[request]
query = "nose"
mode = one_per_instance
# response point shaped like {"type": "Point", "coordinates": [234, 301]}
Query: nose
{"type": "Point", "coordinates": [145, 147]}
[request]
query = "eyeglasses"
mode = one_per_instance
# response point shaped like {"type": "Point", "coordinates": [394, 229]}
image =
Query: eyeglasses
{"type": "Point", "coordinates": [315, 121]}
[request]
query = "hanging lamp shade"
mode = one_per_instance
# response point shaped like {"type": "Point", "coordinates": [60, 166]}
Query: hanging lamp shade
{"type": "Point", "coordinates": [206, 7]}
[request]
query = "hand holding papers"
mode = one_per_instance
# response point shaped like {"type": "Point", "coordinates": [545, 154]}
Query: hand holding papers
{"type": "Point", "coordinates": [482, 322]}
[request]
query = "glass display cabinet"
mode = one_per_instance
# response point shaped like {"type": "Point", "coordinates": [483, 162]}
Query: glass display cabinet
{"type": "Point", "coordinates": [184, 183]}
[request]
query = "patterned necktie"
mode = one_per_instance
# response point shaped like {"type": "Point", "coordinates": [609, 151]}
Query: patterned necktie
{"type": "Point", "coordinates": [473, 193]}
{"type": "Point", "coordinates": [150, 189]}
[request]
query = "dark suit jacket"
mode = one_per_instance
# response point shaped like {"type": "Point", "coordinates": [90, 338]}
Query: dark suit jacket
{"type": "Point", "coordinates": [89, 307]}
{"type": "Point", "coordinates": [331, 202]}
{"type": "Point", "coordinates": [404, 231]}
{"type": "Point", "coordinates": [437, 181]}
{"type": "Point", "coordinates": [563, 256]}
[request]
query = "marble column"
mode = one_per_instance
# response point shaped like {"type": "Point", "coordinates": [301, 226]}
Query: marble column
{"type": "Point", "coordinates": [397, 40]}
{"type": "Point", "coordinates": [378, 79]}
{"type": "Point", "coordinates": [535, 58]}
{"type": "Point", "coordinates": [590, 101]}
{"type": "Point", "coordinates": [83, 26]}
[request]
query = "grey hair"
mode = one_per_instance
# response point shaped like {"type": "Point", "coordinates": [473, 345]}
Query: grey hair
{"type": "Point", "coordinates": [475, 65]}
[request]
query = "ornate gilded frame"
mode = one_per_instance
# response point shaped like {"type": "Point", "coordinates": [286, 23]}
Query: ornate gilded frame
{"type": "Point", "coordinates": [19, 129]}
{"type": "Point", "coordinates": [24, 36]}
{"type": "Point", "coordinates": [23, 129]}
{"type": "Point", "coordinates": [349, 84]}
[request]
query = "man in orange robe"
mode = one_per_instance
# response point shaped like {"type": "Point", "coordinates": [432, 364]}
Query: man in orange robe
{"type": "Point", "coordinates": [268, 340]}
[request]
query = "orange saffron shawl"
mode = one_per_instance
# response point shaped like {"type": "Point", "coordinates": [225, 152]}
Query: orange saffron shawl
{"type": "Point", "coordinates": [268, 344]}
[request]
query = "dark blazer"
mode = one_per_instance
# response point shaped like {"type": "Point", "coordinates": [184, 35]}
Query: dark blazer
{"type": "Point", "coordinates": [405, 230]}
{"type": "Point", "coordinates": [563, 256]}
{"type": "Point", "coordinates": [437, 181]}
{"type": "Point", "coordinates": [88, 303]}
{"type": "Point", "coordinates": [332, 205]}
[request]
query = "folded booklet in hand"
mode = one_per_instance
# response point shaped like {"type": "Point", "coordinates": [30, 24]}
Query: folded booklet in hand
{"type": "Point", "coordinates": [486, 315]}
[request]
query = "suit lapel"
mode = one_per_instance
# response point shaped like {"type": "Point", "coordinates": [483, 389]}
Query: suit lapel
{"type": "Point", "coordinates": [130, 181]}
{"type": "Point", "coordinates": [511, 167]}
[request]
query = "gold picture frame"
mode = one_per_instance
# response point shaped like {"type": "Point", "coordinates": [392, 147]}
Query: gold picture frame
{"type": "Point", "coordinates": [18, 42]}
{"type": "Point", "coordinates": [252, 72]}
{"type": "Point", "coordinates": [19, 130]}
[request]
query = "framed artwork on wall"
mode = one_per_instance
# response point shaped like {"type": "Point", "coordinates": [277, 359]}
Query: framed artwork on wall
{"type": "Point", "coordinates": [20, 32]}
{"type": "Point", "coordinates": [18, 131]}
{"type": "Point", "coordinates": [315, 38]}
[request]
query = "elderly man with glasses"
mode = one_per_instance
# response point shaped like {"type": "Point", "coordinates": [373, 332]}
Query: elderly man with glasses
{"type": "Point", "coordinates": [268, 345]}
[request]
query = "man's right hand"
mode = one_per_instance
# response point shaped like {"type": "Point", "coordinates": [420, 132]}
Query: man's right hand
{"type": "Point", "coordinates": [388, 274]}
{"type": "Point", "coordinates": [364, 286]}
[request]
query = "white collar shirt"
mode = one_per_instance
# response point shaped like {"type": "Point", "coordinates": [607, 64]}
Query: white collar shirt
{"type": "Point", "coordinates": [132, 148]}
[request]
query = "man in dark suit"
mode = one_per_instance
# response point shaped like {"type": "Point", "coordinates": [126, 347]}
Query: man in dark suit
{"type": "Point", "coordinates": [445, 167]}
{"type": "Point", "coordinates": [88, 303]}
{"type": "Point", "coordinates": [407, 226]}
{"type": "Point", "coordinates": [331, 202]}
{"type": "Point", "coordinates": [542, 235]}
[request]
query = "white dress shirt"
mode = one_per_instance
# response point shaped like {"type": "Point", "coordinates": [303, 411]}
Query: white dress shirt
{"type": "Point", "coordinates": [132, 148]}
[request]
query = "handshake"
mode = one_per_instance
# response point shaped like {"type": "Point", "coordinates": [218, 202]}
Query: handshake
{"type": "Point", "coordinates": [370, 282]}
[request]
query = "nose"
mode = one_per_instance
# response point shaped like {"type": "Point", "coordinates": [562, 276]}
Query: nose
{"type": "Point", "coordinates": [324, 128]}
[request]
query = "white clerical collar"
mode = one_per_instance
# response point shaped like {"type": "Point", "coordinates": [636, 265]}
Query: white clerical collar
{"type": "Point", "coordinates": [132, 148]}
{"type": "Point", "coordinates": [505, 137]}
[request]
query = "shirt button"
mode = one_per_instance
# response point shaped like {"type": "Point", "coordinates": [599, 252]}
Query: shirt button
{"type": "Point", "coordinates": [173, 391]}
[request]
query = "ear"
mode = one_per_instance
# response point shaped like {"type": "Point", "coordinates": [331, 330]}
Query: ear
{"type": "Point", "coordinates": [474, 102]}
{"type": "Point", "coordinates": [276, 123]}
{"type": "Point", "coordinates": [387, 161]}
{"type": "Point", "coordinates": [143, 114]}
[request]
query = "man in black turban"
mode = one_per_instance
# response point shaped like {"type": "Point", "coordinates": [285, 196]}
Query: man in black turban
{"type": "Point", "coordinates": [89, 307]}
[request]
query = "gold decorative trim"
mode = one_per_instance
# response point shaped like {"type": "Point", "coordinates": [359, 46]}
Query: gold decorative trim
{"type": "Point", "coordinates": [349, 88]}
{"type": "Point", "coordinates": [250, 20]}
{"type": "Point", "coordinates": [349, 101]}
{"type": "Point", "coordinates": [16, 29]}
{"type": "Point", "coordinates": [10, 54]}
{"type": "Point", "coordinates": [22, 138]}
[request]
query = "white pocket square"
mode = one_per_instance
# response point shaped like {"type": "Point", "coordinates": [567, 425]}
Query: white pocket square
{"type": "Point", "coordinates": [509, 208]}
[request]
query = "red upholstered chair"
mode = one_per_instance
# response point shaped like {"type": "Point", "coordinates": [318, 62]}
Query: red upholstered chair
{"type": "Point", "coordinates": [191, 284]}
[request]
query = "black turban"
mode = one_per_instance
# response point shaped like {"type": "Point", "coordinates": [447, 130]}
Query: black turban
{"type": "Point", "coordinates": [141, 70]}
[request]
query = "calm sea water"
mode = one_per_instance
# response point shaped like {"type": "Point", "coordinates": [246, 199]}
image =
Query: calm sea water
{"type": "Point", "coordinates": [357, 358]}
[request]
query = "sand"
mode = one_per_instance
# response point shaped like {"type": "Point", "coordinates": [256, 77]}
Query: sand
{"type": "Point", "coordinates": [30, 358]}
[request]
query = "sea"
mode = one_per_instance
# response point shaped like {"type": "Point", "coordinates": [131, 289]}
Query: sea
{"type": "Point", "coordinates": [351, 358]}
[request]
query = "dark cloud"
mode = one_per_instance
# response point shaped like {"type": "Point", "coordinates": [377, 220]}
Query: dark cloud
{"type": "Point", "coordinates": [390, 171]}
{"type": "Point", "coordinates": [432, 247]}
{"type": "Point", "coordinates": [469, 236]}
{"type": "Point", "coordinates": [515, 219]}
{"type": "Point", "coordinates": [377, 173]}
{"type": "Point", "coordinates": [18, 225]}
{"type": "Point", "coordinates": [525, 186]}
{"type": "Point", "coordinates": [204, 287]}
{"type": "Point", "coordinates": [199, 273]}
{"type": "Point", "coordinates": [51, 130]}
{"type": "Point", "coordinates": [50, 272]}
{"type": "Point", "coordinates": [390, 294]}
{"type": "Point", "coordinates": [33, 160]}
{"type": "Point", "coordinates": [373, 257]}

──────

PROBLEM DETAILS: List each line of the entries above that contains the string "suit", treating uppercase and lowercase letters as different.

EXERCISE RESULT:
query = "dark suit jacket"
Query: dark suit jacket
query = "suit lapel"
Query: suit lapel
query = "man in dark suit"
Query: man in dark suit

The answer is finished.